-- Supplied data follows --
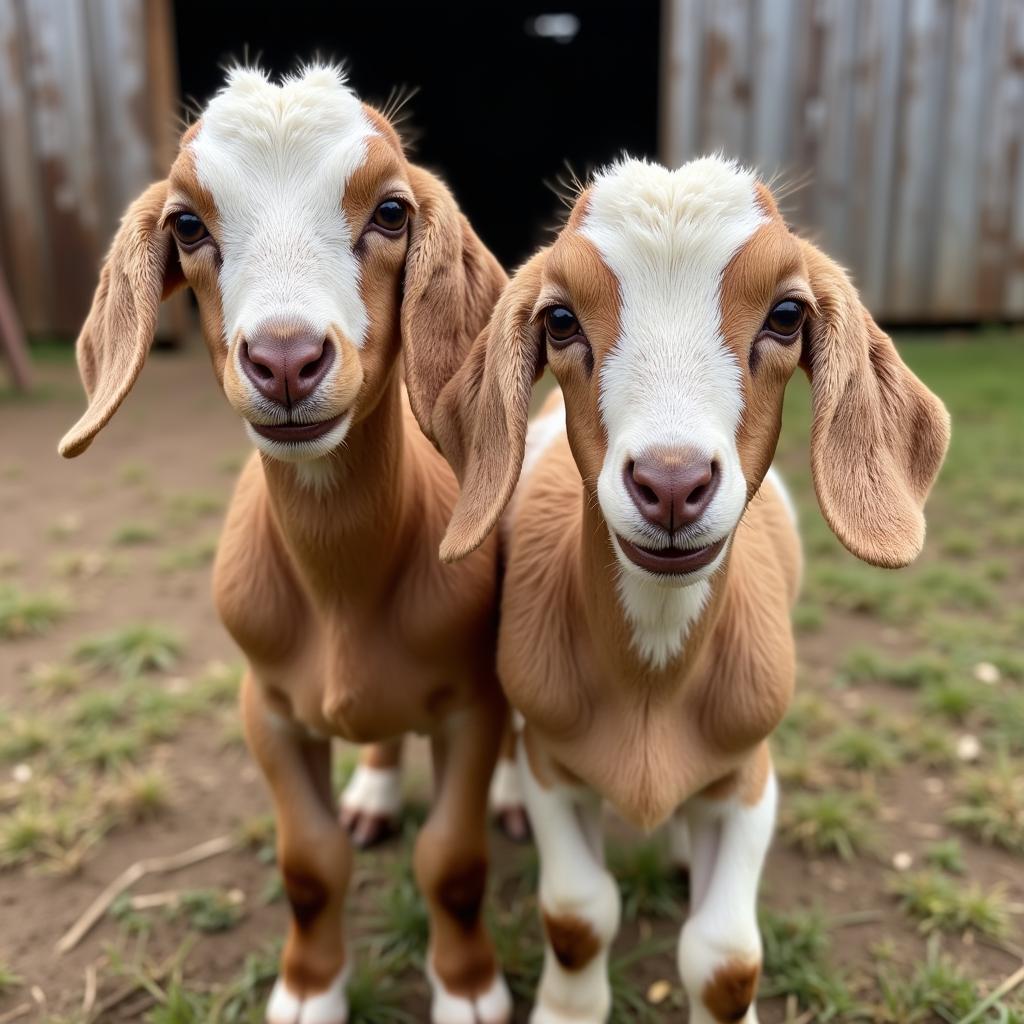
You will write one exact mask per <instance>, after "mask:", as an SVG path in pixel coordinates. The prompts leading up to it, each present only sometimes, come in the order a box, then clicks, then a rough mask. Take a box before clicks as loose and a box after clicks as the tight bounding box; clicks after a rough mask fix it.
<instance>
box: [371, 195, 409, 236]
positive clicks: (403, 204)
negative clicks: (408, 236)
mask: <svg viewBox="0 0 1024 1024" xmlns="http://www.w3.org/2000/svg"><path fill="white" fill-rule="evenodd" d="M407 220H409V208H408V207H407V206H406V204H404V203H401V202H399V201H398V200H396V199H386V200H384V202H383V203H381V205H380V206H379V207H377V209H376V210H374V223H375V224H376V225H377V226H378V227H383V228H384V230H385V231H400V230H401V229H402V228H403V227H404V226H406V221H407Z"/></svg>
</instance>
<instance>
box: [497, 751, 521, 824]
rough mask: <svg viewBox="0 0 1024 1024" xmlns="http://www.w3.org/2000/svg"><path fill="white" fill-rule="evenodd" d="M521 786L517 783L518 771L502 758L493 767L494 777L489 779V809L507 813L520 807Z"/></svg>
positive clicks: (505, 759) (515, 766) (518, 769)
mask: <svg viewBox="0 0 1024 1024" xmlns="http://www.w3.org/2000/svg"><path fill="white" fill-rule="evenodd" d="M522 806H523V798H522V785H521V784H520V782H519V769H518V768H517V767H516V764H515V762H514V761H512V760H511V759H509V758H505V757H502V758H500V759H499V761H498V764H497V765H496V767H495V774H494V777H493V778H492V779H490V809H492V810H494V811H507V810H510V809H512V808H516V807H522Z"/></svg>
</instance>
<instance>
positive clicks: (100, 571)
-- Supplied data concluded --
» Task directions
Arrange the lines of the data above as a numbered list, leaving out blank lines and the pictures.

» Exercise solution
1. You will write one exact mask per <instance>, after "mask:", as an SVG path in pixel coordinates. The prompts leading up to it, each present only sometimes, come in the order a box, then clicks, then a rough mask. Take a box before clicks as loose and a box after clicks as the tight bounding box; clicks after a rough mask fix it.
2. <instance>
3. box: [371, 195, 409, 236]
4. positive clicks: (403, 204)
5. negative clicks: (408, 236)
6. mask: <svg viewBox="0 0 1024 1024" xmlns="http://www.w3.org/2000/svg"><path fill="white" fill-rule="evenodd" d="M407 220H409V208H408V207H407V206H406V204H404V203H401V202H399V201H398V200H396V199H386V200H384V202H383V203H381V205H380V206H379V207H377V209H376V210H374V223H375V224H376V225H377V226H378V227H383V228H384V230H385V231H400V230H401V229H402V228H403V227H404V226H406V221H407Z"/></svg>
7. </instance>
8. <instance>
9. box: [497, 751, 521, 824]
10. rough mask: <svg viewBox="0 0 1024 1024" xmlns="http://www.w3.org/2000/svg"><path fill="white" fill-rule="evenodd" d="M521 786L517 783L518 771L502 758L493 767L494 777L489 779V809L507 813L520 807Z"/></svg>
11. positive clicks: (505, 759) (515, 766) (518, 769)
12. mask: <svg viewBox="0 0 1024 1024" xmlns="http://www.w3.org/2000/svg"><path fill="white" fill-rule="evenodd" d="M522 806H523V798H522V785H521V784H520V782H519V769H518V768H517V767H516V764H515V762H514V761H512V760H511V759H509V758H505V757H502V758H500V759H499V761H498V764H497V765H496V767H495V774H494V777H493V778H492V779H490V809H492V810H494V811H507V810H510V809H512V808H516V807H522Z"/></svg>
13. </instance>
14. <instance>
15. positive clicks: (100, 571)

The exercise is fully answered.